───── Available records ─────
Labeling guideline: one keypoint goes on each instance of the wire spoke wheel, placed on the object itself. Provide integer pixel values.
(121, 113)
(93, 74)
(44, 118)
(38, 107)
─────
#### [Set task]
Present all of the entries above as a numbered list, omitting any blank lines.

#### [In response]
1. Labeling guideline: one keypoint goes on each instance of the wire spoke wheel, placed on the object itself. Provide integer pixel values.
2. (121, 113)
3. (93, 74)
4. (44, 118)
5. (38, 107)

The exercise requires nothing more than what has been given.